Extrait choisi:
((
En quoi la comptine numérique est-elle une activité indispensable pour aider les enfants à construire les nombres ?
Les enfants adorent les comptines : ce sont les premières petites chansons qu’ils apprennent et qu’ils sont fiers de partager avec leurs parents. Elles font partie de leur quotidien en maternelle et sont un excellent support pour les apprentissages. Les comptines numériques ont d’ailleurs une place de choix dans la pédagogie des mathématiques au cours du cycle 1. Essayons de comprendre en quoi la comptine numérique est une activité essentielle en maternelle et pourquoi on pourrait même la qualifier de première phase indispensable à l’acquisition des mathématiques.
Qu’appelle-t-on une comptine numérique ?
Essai de définition
Si vous tentez de chercher ce qu’est une « comptine », vous trouverez de nombreuses définitions. Vous pourrez noter un critère commun, celui de l’oralité. C’est la première chose que nous noterons.
Ensuite, si vous vous intéressez à l’étymologie du mot, vous découvrirez que le terme « comptine » vient du latin « computare » qui signifie « compter ».
Une comptine serait donc un procédé oral qui permettrait de compter.
Par ailleurs, vous noterez qu’il y a très souvent l’idée d’un rythme dans une comptine : on la récite de façon cadencée, on la chante et on y trouve souvent des rimes qui en font une petite mélodie qui plaît tant aux enfants.
Mais intéressons-nous davantage à la comptine qu’on appellera numérique. Soulignons tout de suite que la connaître est différent de connaître la bande ou la frise numérique. Ces termes de » bande » ou de « frise » renvoient en effet à des supports écrits.
Reprenons : la comptine numérique est donc un procédé oral qui permet de mémoriser et de dire la suite numérique, c’est-à-dire d’énoncer les mots-nombres dans un ordre donné.
Dans un document de l’Éducation nationale relatif aux évaluations de CP, on peut lire que ce sont « des comptines enfantines où le nombre apparaît : les nombres sont énumérés dans un jet, dans l’ordre croissant ou décroissant, séparés par un mot ou une série d’amusettes. La suite des nombres peut être fractionnée. »
Selon Benjamin Stevens, l’un des auteurs de la méthode Apili Maths Grande Section de maternelle, c’est une chanson, une poésie ou encore un texte qui va aider les enfants à mieux mémoriser la suite numérique grâce aux rimes, parfois à la mélodie et à la répétition.
La comptine numérique est travaillée dès la petite section et continue à l’être parfois en CP voire en CE1.
Caractéristiques et spécificités
Les comptines numériques ne sont pas toutes construites sur le même schéma.
- Dans certaines d’entre elles, les nombres sont énumérés dans l’ordre croissant ou décroissant. La suite des nombres peut être dite « d’un jet » ou fractionnée c’est-à-dire séparée par des mots ou des phrases :
- Certaines comptines mettent en avant l’aspect ordinal des nombres qu’ils indiquent une position :
- On trouve des comptines dans lesquelles le nombre est abordé sous son aspect cardinal, c’est-à-dire quand il désigne une quantité. Il est variable, car on fait évoluer son ordre de grandeur et il est repris plusieurs fois. Les nombres sont énoncés dans l’ordre croissant ou décroissant.
))
Données affichées:
((
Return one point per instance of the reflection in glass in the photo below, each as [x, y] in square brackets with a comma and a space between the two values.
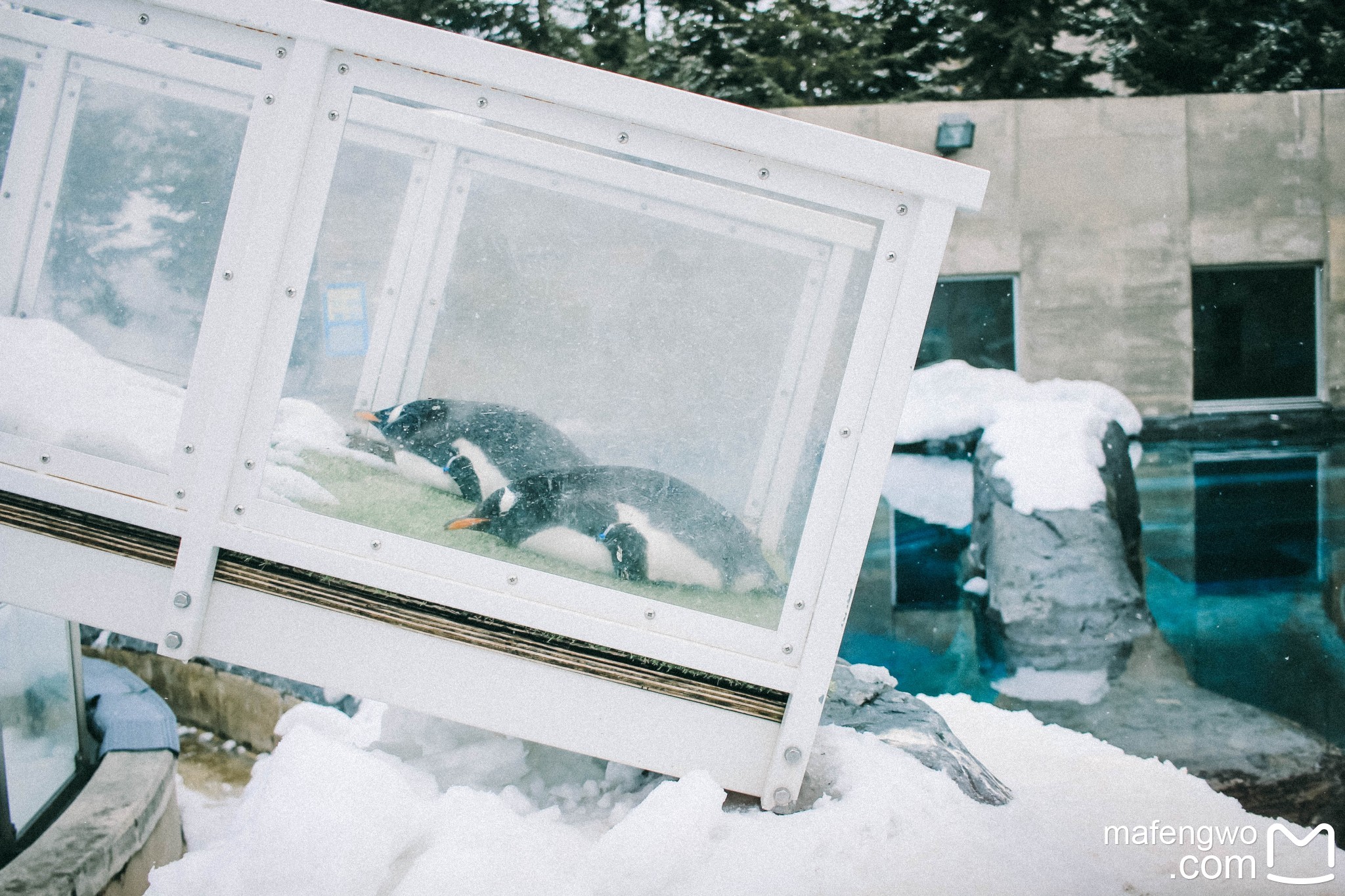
[37, 710]
[106, 333]
[608, 383]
))
Énoncé de l'exercice: Pouvez-vous recopier mot pour mot, dans l'extrait sur la comptine numérique, le passage qui va de « Les enfants adorent » jusqu'à « l’acquisition des mathématiques. » ?

Corrigé ci-dessous:
Les enfants adorent les comptines : ce sont les premières petites chansons qu’ils apprennent et qu’ils sont fiers de partager avec leurs parents. Elles font partie de leur quotidien en maternelle et sont un excellent support pour les apprentissages. Les comptines numériques ont d’ailleurs une place de choix dans la pédagogie des mathématiques au cours du cycle 1. Essayons de comprendre en quoi la comptine numérique est une activité essentielle en maternelle et pourquoi on pourrait même la qualifier de première phase indispensable à l’acquisition des mathématiques.